◆ **Supplied text**
Just started unpacking Obi's old crate and wondering what I'm going to carry Roo in when we take Obi for a walk. I've got a couple of old rucksacks that might work and was looking at maybe making a DIY sling. What has everyone with no. 2 puppy tried?


----------



## wilfiboy (Sep 18, 2010)

I used to leave Mable at home for Wilfs main walk and then would carry her on a shorter walk in the evening, usually near traffic etc. Something to carry her sounds good though as she soon started to wriggle x


----------



## Ali79 (Mar 30, 2011)

Roo is so gorgeous it will all be worth it though I don't envy you the early mornings as we got Beau at the start of the Easter holidays last year which was daft idea as I missed out on the school holiday sleep ins  She was worth every early morning though (I can say this as she will now sleep until 10am if I want her too)! I saw a lady in the city with a pup the other day and she had bought a soft baby carrier and sewed the legs up so the pup didn't slip out! Might be worth doing if you can get a cheap secondhand one  x


----------



## Janev1000 (Oct 4, 2011)

Jedicrazy said:


> Hi Jane, plan to crate Roo next to Obi's bed in the inner hallway downstairs. I hope she isn't a howler ray: What are you going to do?


Biscuit is in a covered crate at night but was wondering about having two crates side by side with one big blanket over both of them. I think if Biscuit can't see her then he will keep whining to and maybe if Honey can see Biscuit she will feel more settled? On the other hand, if he can see her, he might keep whining to be with her, or vice versa......it's confusing lol....and maybe a case of trial and error.

◆ **Tasks for this exercise**
- a) In the puppy forum thread, rewrite the stretch from "## wilfiboy (Sep" through "(Mar 30, 2011)", putting "afternoon" in place of "evening".
- b) According to the puppy forum thread, why did the woman in the city sew up the legs of the soft baby carrier?
- c) Carry on the puppy forum thread from its last sentence.

Location annotation dataset excerpts:
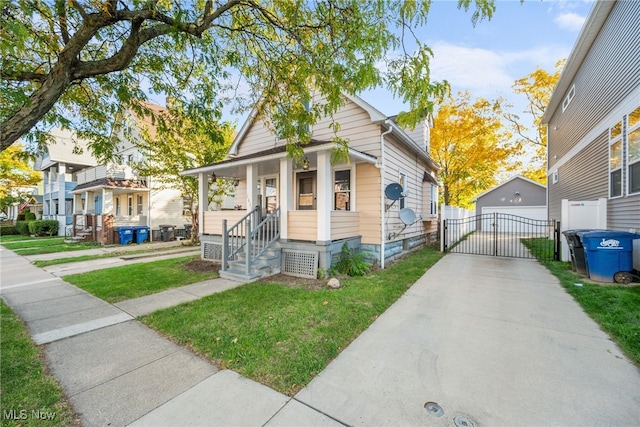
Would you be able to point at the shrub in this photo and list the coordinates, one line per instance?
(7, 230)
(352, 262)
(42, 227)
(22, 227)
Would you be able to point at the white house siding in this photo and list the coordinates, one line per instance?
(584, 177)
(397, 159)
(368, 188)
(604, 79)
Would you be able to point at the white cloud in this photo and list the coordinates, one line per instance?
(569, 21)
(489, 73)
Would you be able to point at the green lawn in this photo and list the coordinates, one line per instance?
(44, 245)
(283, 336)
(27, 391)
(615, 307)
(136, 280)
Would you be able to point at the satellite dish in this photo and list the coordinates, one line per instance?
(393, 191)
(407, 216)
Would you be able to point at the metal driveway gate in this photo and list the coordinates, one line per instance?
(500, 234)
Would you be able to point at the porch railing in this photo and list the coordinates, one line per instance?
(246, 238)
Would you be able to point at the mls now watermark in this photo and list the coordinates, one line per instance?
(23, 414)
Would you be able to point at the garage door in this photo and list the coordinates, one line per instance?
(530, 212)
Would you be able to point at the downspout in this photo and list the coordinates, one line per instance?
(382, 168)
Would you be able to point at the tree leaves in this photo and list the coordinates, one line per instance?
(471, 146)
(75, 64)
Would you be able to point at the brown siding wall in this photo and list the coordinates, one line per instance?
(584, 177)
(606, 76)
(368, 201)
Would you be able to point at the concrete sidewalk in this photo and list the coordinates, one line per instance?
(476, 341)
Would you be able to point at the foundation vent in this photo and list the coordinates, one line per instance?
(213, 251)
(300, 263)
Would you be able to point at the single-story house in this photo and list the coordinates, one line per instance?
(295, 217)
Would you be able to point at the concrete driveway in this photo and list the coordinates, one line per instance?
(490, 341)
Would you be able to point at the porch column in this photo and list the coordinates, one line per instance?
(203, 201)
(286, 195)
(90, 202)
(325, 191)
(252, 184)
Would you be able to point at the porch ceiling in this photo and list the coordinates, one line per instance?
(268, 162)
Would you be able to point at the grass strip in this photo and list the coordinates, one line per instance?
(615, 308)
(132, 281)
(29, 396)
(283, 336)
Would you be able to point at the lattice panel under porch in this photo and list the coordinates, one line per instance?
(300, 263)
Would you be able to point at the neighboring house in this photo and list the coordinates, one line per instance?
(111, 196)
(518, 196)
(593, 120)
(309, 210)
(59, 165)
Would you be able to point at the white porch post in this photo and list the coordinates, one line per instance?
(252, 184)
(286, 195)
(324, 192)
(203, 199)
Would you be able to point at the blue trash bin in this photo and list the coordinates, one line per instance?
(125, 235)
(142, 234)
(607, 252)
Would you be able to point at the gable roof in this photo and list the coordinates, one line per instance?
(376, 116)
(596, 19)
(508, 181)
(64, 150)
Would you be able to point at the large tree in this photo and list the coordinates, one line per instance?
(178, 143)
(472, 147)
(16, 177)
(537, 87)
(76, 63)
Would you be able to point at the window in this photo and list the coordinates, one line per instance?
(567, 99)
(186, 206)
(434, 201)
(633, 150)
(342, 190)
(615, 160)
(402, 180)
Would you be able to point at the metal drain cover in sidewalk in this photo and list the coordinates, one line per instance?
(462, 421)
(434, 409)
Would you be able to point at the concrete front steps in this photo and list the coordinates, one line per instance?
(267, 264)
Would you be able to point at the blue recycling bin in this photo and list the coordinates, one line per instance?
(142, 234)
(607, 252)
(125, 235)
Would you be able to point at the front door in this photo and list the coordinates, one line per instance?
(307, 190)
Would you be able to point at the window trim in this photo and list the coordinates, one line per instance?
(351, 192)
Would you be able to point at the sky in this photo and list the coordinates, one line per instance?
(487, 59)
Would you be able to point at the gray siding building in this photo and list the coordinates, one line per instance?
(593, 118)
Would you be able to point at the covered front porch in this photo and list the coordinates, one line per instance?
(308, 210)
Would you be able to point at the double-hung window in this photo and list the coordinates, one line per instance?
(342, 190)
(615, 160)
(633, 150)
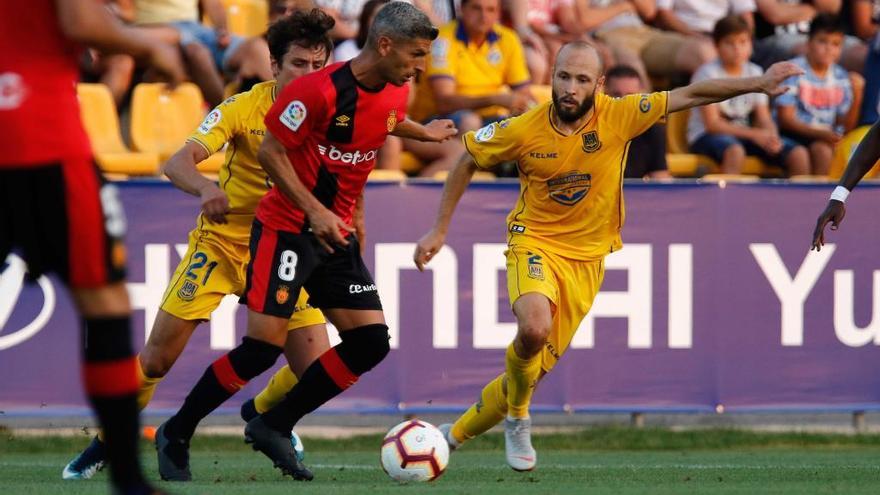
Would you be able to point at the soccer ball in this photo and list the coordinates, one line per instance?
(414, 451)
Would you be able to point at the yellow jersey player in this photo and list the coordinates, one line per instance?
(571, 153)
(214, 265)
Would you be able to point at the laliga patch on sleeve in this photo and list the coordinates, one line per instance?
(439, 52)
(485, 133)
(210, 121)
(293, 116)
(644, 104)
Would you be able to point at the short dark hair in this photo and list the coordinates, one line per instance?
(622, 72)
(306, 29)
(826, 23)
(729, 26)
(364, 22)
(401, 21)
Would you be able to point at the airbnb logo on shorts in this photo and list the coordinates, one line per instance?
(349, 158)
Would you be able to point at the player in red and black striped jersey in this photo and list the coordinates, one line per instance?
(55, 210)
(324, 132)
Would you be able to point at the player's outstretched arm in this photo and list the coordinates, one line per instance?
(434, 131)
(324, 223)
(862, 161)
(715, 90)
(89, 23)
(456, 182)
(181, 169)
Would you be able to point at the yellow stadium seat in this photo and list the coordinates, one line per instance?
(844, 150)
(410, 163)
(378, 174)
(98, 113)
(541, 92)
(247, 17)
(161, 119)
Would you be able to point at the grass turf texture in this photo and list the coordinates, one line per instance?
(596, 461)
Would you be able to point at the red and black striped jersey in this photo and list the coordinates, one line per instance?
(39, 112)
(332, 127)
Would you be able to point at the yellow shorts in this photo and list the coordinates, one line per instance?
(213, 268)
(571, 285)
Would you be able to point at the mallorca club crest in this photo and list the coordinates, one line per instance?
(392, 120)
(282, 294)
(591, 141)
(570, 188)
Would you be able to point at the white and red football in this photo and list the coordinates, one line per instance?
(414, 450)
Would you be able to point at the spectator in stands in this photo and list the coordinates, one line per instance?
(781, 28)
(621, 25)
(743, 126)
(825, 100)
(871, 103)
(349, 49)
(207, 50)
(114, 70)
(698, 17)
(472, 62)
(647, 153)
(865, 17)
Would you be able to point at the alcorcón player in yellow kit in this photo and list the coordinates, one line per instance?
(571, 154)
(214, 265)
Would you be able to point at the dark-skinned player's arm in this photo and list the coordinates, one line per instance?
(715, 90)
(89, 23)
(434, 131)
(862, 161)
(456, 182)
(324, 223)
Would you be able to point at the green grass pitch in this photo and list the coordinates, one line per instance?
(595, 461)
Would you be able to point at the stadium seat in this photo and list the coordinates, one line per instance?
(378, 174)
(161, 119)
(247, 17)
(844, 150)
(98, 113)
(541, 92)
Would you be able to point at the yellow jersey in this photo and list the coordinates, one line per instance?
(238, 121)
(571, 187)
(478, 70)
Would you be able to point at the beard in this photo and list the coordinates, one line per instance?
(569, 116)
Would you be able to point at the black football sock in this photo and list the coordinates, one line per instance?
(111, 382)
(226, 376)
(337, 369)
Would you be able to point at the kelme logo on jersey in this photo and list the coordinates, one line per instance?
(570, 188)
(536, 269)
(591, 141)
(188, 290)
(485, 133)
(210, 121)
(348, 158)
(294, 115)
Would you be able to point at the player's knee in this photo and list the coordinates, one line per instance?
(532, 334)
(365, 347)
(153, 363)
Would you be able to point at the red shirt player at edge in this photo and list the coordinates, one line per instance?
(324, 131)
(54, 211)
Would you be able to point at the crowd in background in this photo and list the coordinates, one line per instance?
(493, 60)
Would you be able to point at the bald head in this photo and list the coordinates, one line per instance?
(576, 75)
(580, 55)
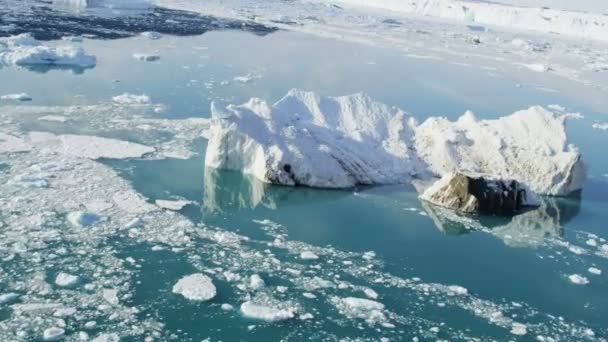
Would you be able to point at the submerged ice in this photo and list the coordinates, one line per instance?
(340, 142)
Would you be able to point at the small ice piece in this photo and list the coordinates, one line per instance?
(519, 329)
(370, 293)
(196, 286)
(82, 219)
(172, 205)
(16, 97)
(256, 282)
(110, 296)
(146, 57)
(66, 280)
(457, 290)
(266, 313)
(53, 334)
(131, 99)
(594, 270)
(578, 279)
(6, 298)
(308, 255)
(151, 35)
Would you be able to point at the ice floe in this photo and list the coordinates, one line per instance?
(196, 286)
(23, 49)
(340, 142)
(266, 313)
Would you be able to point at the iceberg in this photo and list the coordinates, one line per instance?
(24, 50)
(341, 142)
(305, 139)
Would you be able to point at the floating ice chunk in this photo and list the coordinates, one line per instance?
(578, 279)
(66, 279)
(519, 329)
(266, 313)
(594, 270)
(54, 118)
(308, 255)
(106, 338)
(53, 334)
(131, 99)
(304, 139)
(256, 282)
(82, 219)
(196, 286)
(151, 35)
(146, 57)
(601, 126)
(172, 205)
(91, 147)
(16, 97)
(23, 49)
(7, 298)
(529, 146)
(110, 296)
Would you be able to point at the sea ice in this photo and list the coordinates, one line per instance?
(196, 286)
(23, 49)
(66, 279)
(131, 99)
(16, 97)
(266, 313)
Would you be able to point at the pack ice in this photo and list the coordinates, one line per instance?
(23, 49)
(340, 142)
* * *
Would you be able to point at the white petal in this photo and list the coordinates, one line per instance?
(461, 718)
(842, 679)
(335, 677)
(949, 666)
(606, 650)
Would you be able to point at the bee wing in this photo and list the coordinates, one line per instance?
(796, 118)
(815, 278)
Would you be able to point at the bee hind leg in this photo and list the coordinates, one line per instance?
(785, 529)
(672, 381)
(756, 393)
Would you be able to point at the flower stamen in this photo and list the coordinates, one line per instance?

◆ **Task answers**
- a)
## wilfiboy (Sep 18, 2010)

I used to leave Mable at home for Wilfs main walk and then would carry her on a shorter walk in the afternoon, usually near traffic etc. Something to carry her sounds good though as she soon started to wriggle x


----------



## Ali79 (Mar 30, 2011)

- b) She sewed up the legs so the pup wouldn't slip out of the carrier.

- c)
Does anyone else have two crates with a cover over both? Biscuit does seem to like it being 'den' like. x


----------



## Janev1000 (Oct 4, 2011)

ps: forgot to say - met Karen with Eden & Willow at Watergate Bay this afternoon! Will upload a pic soon. x


----------



## RuthMill (Jun 30, 2012)

Yes all too familiar. Also to add.. I don't know about everyone else but my house has been a tip since we got Lola. No time to do anything except the bare essentials. I can't stand clutter and mess and I can feel my OCD creeping up big style. Need a massive spring clean!


----------



## wilfiboy (Sep 18, 2010)

Love any excuse not to have to clean xxx another puppy .... Er maybe a step too far x


----------



## colpa110 (Jul 5, 2011)

Janev1000 said:


> Biscuit is in a covered crate at night but was wondering about having two crates side by side with one big blanket over both of them. I think if Biscuit can't see her then he will keep whining to and maybe if Honey can see Biscuit she will feel more settled? On the other hand, if he can see her, he might keep whining to be with her, or vice versa......it's confusing lol....and maybe a case of trial and error.
> 
> Does anyone else have two crates with a cover over both? Biscuit does seem to like it being 'den' like. x


This is exactly what I do...it has worked perfectly....so far


----------



## RuthMill (Jun 30, 2012)

wilfiboy said:


> Love any excuse not to have to clean xxx another puppy .... Er maybe a step too far x


Err yes a step too far!


----------



## MillieDog (Jun 1, 2011)

Lol  Clare, go and enjoy your holiday in Cornwall. I know you, you're very organised and will have all eventualities planned for come a week Monday. 

Roo will settle into your new routine quickly and Obi will show her the way to toilet training - well I hope he does anyhow.


----------



## Pollypiglet (Oct 22, 2011)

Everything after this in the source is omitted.